The calculating unit preferably includes means with which the configuration
parameters can be influenced, equivalent to training the neural structure
simulated by the calculating unit. The training preferably ensues during
the on-going operation of the hearing aid. A particularly exact matching
to the specific requirements of the hearing aid user is thus possible.
DESCRIPTION OF THE DRAWINGS
FIG. 1A is a block diagram of a portion of the hearing aid of FIG. 1,
showing a modified version.
FIG. 1 is a block circuit diagram of an inventive hearing aid.
FIG. 2 is a conceptual illustration of a single neuron in the inventive
hearing aid.
FIGS. 3a, 3b and 3c show examples of possible threshold curves for the
output function W shown in FIG. 2 in the inventive hearing aid.
FIGS. 4, 5 and 6 respectively show conceptual presentations of three neural
networks in the inventive hearing aid.
FIG. 7 is a block circuit diagram of a calculating unit of an inventive
hearing aid.
FIG. 8 is a block circuit diagram of a first alternative embodiment of the
calculating unit shown in FIG. 7.
FIG. 9 is a block circuit diagram of a second alternative embodiment of the
calculating unit shown in FIG. 7.
FIG. 10 is a flow chart of an algorithm for training the function of the
neural structure in the calculating unit.
DESCRIPTION OF THE PREFERRED EMBODIMENTS
In the hearing aid schematically shown in FIG. 1, a microphone acting as an
input transducer 12 converts an acoustical signal into an electrical
signal and conducts the electrical signal to an amplifier and transmission
circuit 10. The amplifier and transmission circuit 10 amplifies the
incoming signal and processes it, for example, by selective boosting or
attenuation of specific frequency or volume ranges. An output signal 28
processed in this way is emitted by an earphone serving as an output
transducer 14.

= EXERCISE TASK 1 =
Translate this sentence from the hearing aid text into Spanish: "The training preferably ensues during the on-going operation of the hearing aid."
= EXERCISE TASK 2 =
From the hearing aid text, write out word for word the part that opens with "FIG. 8 is a" and closes with "in the calculating unit.".
The text about the hearing aid and the entries are unrelated material.

= DATA RECORDS =

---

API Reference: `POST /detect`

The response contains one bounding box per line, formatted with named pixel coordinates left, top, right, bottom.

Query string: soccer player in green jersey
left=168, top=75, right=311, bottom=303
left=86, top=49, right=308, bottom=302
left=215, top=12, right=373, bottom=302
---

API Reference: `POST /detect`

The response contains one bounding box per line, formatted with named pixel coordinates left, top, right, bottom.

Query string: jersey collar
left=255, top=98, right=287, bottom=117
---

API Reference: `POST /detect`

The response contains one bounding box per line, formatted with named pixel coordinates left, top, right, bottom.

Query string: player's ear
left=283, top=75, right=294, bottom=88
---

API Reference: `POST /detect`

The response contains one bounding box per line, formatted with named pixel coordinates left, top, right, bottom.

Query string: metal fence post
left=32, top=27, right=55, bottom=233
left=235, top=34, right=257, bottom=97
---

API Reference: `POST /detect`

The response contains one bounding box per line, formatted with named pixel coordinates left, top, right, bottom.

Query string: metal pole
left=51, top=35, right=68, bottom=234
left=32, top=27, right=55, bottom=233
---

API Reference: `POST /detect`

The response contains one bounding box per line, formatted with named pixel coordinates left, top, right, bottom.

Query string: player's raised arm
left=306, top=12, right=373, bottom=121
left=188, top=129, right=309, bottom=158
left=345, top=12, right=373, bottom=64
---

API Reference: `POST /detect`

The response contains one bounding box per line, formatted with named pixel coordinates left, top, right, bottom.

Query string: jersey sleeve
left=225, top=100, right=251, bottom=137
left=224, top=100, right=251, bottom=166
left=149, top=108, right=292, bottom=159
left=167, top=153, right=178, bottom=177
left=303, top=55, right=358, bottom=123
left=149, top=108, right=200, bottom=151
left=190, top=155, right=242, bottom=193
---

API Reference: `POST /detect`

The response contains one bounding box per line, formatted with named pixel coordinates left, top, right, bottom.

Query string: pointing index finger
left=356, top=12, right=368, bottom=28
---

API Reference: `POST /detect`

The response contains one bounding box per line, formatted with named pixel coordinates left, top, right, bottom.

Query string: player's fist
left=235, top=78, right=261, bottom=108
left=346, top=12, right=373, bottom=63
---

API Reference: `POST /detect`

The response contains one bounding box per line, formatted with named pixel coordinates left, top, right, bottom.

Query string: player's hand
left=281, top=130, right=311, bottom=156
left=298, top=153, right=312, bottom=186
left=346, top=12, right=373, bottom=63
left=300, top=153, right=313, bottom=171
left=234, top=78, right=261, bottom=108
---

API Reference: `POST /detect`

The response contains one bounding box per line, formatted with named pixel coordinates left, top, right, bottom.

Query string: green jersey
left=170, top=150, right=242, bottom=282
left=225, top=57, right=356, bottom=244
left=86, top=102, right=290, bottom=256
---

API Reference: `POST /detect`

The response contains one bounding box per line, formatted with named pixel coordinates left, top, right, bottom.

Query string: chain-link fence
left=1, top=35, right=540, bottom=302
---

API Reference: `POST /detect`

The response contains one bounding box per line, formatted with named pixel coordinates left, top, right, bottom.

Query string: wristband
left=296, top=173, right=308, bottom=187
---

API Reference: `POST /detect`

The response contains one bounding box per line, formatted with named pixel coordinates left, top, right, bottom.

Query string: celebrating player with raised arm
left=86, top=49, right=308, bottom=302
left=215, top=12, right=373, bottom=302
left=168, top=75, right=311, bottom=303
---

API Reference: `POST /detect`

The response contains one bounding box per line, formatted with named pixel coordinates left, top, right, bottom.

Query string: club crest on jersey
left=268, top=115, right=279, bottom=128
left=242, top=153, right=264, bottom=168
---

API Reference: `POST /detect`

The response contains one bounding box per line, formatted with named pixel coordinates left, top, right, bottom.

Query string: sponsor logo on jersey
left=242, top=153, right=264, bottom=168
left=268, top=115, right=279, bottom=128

= EXERCISE RESPONSE 1 =
El entrenamiento se realiza preferentemente durante el funcionamiento continuo del audífono.

= EXERCISE RESPONSE 2 =
FIG. 8 is a block circuit diagram of a first alternative embodiment of the
calculating unit shown in FIG. 7.
FIG. 9 is a block circuit diagram of a second alternative embodiment of the
calculating unit shown in FIG. 7.
FIG. 10 is a flow chart of an algorithm for training the function of the
neural structure in the calculating unit.